### Texte fourni ###

Comment dire l'indicible, comment formuler les vagues souvenirs, les incertaines sensations qui furent captés, partiellement mémorisés à la petite enfance. Accoucher de cette résurgence voilée, diffuse, d'un drame familial ayant eu lieu à l'âge de deux ans est le parcours théâtral, étonnamment réussie, que nous offre Miguel-Ange Sarmiento avec "Mon petit grand frère". Ce qui aurait pu paraître une psychanalyse impudique devient alors une parole salvatrice porteuse d'un écho libératoire pour nos propres histoires douloureuses.

© Ève Pinel.
9 mars 1971, un petit bonhomme, dans les premiers pas de sa vie, goûte aux derniers instants du ravissement juvénile de voir sa maman souriante, heureuse. Mais, dans peu de temps, la fenêtre du bonheur va se refermer. Le drame n'est pas loin et le bonheur fait ses valises. À ce moment-là, personne ne le sait encore, mais les affres du destin se sont mis en marche, et plus rien ne sera comme avant.

### Extrait de données ###

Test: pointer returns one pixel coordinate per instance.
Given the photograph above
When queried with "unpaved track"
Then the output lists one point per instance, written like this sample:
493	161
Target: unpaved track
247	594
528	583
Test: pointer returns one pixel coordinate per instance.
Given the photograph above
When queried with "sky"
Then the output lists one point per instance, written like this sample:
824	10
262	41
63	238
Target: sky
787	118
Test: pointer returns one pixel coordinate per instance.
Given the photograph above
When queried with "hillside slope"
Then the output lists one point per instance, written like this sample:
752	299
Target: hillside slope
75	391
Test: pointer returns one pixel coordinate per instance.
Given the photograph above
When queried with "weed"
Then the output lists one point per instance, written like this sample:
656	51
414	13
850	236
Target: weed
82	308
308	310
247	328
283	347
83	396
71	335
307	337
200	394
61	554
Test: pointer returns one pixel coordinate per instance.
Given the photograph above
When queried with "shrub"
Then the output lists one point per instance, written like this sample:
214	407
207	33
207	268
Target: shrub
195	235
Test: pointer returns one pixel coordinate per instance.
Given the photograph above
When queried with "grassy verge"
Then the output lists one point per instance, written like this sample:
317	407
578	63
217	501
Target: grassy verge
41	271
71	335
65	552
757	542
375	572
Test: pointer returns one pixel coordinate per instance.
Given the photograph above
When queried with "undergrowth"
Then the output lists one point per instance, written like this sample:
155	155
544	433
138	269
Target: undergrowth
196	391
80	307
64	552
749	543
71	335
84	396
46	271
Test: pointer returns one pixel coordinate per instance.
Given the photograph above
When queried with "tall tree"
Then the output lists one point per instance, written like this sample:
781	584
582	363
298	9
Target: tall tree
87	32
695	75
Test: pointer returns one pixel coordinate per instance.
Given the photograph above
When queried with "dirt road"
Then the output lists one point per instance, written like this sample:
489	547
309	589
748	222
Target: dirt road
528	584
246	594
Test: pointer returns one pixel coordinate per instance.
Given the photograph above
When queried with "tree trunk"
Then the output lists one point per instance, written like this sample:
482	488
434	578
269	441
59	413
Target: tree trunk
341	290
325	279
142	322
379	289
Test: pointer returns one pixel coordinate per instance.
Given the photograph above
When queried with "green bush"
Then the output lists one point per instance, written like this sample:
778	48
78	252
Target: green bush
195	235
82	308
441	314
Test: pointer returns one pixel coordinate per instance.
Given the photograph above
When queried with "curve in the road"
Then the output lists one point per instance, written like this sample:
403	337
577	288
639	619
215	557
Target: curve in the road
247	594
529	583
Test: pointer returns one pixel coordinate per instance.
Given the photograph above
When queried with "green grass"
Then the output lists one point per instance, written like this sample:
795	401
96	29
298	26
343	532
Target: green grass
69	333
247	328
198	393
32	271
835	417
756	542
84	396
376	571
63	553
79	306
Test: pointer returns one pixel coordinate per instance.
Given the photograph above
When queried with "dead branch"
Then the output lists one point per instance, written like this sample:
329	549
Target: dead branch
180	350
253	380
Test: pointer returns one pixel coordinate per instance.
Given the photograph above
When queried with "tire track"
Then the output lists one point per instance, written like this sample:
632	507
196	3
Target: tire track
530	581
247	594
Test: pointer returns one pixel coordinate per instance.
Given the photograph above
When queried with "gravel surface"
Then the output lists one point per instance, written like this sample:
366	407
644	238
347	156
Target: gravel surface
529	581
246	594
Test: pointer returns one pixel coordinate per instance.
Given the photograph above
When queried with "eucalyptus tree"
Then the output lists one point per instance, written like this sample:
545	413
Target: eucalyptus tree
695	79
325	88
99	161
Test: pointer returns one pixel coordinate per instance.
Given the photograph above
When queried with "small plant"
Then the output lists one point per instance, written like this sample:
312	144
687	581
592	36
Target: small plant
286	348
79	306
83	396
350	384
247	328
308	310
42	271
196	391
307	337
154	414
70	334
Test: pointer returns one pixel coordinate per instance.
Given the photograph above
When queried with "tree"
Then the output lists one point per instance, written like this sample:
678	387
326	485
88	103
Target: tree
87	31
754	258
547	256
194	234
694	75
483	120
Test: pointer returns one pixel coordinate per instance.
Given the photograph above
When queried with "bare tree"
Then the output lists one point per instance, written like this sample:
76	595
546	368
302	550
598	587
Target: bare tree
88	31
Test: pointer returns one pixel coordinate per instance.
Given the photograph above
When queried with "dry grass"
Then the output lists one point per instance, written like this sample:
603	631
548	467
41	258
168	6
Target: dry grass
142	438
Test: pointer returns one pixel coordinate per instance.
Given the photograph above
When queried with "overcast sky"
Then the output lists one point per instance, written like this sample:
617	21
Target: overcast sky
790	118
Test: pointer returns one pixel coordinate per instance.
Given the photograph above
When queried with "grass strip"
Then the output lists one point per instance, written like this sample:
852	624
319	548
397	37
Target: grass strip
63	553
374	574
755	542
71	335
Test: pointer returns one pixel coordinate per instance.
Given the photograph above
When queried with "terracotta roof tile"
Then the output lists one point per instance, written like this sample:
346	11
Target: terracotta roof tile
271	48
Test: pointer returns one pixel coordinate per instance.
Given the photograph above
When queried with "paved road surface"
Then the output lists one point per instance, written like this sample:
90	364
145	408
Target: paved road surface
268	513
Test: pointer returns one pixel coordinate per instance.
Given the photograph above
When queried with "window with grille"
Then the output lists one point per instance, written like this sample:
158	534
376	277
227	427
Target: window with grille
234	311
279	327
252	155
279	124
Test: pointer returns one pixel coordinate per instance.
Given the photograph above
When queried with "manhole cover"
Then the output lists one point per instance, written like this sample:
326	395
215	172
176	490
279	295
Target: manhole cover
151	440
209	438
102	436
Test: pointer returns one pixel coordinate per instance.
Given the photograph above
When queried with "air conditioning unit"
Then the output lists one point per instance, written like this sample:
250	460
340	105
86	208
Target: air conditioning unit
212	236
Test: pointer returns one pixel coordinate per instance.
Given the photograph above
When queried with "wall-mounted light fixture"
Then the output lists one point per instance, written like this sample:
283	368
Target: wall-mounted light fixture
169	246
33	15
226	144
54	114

###
### Extrait de données ###

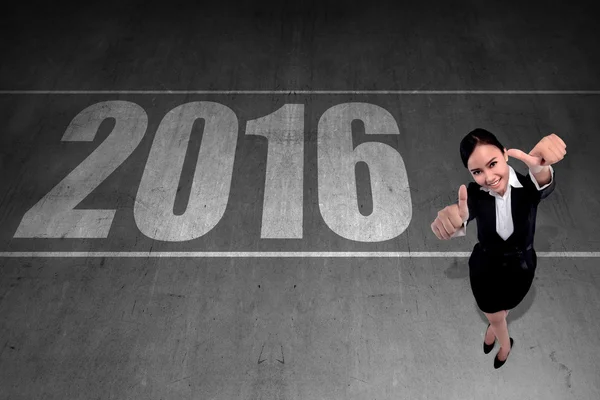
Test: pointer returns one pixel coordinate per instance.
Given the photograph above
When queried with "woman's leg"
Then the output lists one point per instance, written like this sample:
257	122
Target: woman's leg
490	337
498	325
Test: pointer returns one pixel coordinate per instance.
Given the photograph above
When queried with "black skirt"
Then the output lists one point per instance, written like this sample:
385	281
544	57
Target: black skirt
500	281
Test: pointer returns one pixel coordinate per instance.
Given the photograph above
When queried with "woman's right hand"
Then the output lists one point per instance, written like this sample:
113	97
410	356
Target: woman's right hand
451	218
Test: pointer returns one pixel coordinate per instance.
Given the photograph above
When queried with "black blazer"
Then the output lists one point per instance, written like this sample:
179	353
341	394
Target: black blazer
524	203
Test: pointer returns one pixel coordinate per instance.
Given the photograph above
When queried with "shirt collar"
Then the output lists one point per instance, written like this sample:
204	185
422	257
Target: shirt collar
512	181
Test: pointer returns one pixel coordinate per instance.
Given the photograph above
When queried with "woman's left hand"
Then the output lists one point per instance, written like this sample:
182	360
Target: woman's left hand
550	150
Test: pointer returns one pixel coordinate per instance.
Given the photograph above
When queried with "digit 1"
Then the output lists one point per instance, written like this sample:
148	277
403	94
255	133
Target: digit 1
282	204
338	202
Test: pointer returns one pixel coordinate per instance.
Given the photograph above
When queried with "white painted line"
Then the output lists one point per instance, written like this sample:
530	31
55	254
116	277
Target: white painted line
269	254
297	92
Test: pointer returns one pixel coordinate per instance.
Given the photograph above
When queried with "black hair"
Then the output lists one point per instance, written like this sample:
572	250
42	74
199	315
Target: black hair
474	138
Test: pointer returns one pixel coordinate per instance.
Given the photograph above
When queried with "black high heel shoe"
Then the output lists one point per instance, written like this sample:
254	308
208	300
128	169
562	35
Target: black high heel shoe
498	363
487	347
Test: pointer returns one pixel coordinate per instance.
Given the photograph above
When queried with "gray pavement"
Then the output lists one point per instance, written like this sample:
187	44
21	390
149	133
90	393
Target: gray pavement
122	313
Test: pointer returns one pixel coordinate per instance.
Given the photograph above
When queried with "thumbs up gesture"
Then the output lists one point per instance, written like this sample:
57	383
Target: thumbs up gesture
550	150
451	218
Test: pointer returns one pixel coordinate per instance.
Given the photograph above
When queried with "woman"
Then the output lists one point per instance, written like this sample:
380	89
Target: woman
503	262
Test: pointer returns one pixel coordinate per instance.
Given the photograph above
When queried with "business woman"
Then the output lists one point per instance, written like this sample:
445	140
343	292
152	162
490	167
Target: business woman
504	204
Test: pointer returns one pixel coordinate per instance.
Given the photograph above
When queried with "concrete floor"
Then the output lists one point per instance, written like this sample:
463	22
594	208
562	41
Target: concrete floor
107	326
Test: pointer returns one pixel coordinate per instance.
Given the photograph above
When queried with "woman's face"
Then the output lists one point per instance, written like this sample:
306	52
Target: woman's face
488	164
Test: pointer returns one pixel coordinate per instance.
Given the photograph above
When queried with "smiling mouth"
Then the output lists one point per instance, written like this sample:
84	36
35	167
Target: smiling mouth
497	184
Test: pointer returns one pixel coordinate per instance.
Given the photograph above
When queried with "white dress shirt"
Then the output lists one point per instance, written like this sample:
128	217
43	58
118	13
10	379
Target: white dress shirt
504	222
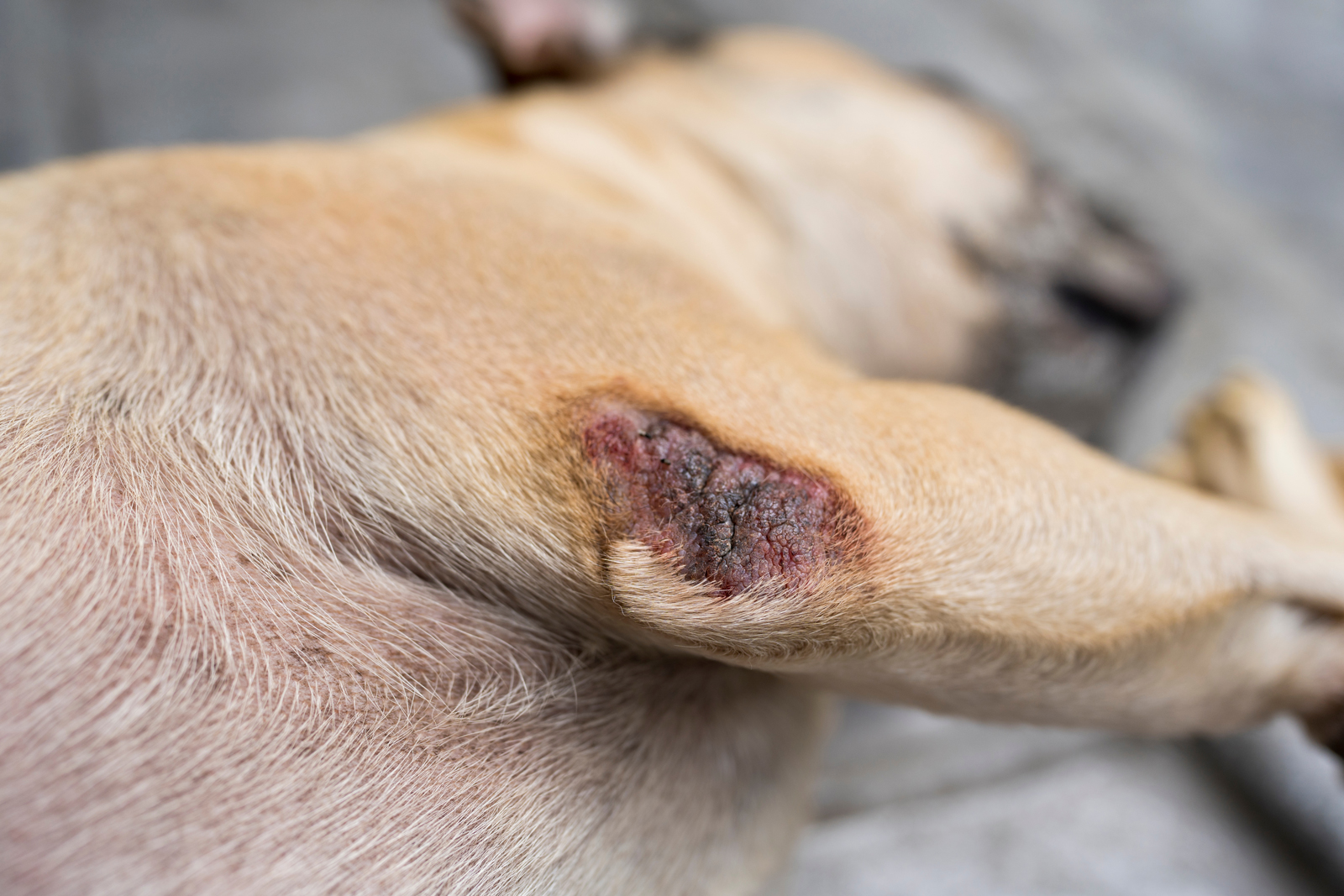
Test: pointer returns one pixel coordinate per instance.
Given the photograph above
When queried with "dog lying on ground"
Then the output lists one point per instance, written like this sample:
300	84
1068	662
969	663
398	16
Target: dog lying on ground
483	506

###

# [Consignes]
A – Relevez tous les noms de personnes et les titres d'œuvre qui figurent dans le texte fourni.
B – Répondez aux questions suivantes à partir du texte fourni.
(i) À quel âge le drame familial évoqué a-t-il eu lieu ?
(ii) Quelle date ouvre le second paragraphe ?
(iii) Que devient ce qui aurait pu paraître une psychanalyse impudique ?
Appuyez-vous uniquement sur le texte fourni.

# [Réponses par consigne]
A –
Miguel-Ange Sarmiento
Mon petit grand frère
Ève Pinel

B –
(i) À l'âge de deux ans.
(ii) Le 9 mars 1971.
(iii) Une parole salvatrice porteuse d'un écho libératoire pour nos propres histoires douloureuses.